*** Text provided ***
Re Overflow FNQ Pty Ltd (in liq)

 

[2017] QSC 76

Reported at [2018] 1 Qd R 172

 

SUPREME COURT OF QUEENSLAND

 

CITATION:

Overflow FNQ Pty Ltd (in liquidation); Kelly & Ors v Austwide Consumer Products Pty Ltd [2017] QSC 76

PARTIES:

In the matter of OVERFLOW FNQ PTY LTD

ACN 101 890 831 (in liquidation)

TODD WILLIAM KELLY and

GERALD THOMAS COLLINS

(First Applicants)

and

OVERFLOW FNQ PTY LTD (IN LIQUIDATION)

ACN 101 890 831

(Second Applicant)

v

AUSTWIDE CONSUMER PRODUCTS PTY LTD

ACN 009 438 153

(Respondent)

FILE NO/S:

SC No 143 of 2017

DIVISION:

Trial

PROCEEDING:

Application

ORIGINATING COURT:

Supreme Court at Cairns

DELIVERED ON:

9 May 2017

DELIVERED AT:

Cairns

HEARING DATE:

28 April 2017

JUDGE:

Henry J

ORDERS:

  1. It is declared that the interest of the respondent, Austwide Consumer Products Pty Ltd as chargee pursuant to an agreement titled “Business application form in terms of trade” dated 16 August 2010 (and the subject of PPSA registration number 201511100062557) has vested in the second applicant.
  2. The respondent pay the first and second applicants’ costs of the application.

CATCHWORDS:

SECURITIES — CORPORATIONS ACT 2001 (CTH) –CHAPTER 5 – EXTERNAL ADMINISTRATION –PART 5.7B – RECOVERING PROPERTY OR COMPENSATION FOR THE BENEFIT OF CREDITORS OF INSOLVENT COMPANY (ss 588D–588Z) – 588FL – Vesting of PPSA security interests if collateral not registered within time –  Where court considered time limitations –  Where security interest not registered within time

Acts Interpretation Act 1901(Cth) ss 36(1), 22(1)(b), 23(b), 22(1)(g)

Corporations Act 2001 (Cth) ss 5C, 51, 105, 511, 513B, 513C,  588FL(2), 588FL(2)(a), 588FL(2)(b), 588FL(4), 588FL(7)

Personal Property Securities Act 2009 (Cth) ss 12, 160(1)

Prowse v McIntyre (1961) 111 CLR 264, cited

Dodds v Walker [1981] 1 WLR 1027, cited

Re Weston Application (2009) 255 ALR 362, cited

Carrafa (as liquidators of Relux Commercial Pty Ltd) (in liq) v Doka Formwork Pty Ltd (2014) 104 ASCR 163, distinguished

COUNSEL:

No appearances, application heard on the papers

SOLICITORS:

Miller Harris Lawyers for the applicants

Metaxas & Hager for the respondent

  1. The first applicants are liquidators of Overflow FNQ Pty Ltd (“Overflow”).  They have realised its assets.  They seek a declaration that the respondent’s security interest under its terms of trade agreement with Overflow has vested in Overflow.
***
**What you need to do**.
**A.** List every case authority named in the Overflow FNQ judgment, with its citation.
**B.** Write out the Overflow FNQ judgment word for word, covering everything from "Metaxas & Hager" down to "vested in Overflow.".
Use only the Overflow FNQ judgment as your source.
*** Extracted information ***
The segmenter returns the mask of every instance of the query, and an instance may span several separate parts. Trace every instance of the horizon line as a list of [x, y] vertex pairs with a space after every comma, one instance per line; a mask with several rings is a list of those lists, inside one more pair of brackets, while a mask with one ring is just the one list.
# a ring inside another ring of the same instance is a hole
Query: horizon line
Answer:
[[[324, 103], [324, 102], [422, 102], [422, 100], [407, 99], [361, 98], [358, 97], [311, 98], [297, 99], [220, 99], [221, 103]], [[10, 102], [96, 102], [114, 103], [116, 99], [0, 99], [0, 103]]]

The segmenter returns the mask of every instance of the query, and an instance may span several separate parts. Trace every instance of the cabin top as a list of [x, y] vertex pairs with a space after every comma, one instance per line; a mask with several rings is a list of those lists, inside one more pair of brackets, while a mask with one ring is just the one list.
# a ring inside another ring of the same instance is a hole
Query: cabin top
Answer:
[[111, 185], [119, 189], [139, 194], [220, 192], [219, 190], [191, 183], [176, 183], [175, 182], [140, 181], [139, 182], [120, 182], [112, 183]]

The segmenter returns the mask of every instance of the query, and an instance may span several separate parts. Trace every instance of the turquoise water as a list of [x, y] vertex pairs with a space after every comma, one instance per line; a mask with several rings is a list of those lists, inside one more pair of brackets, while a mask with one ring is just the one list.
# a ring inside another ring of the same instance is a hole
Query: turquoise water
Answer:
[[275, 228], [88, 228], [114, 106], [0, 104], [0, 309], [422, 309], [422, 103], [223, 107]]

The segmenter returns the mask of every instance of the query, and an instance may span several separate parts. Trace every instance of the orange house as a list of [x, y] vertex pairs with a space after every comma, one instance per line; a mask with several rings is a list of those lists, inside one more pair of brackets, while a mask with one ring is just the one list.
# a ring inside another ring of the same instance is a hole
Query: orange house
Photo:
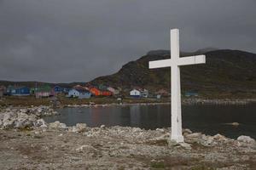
***
**Responses**.
**A.**
- Prowse v McIntyre (1961) 111 CLR 264
- Dodds v Walker [1981] 1 WLR 1027
- Re Weston Application (2009) 255 ALR 362
- Carrafa (as liquidators of Relux Commercial Pty Ltd) (in liq) v Doka Formwork Pty Ltd (2014) 104 ASCR 163

**B.**
Metaxas & Hager for the respondent

  1. The first applicants are liquidators of Overflow FNQ Pty Ltd (“Overflow”).  They have realised its assets.  They seek a declaration that the respondent’s security interest under its terms of trade agreement with Overflow has vested in Overflow.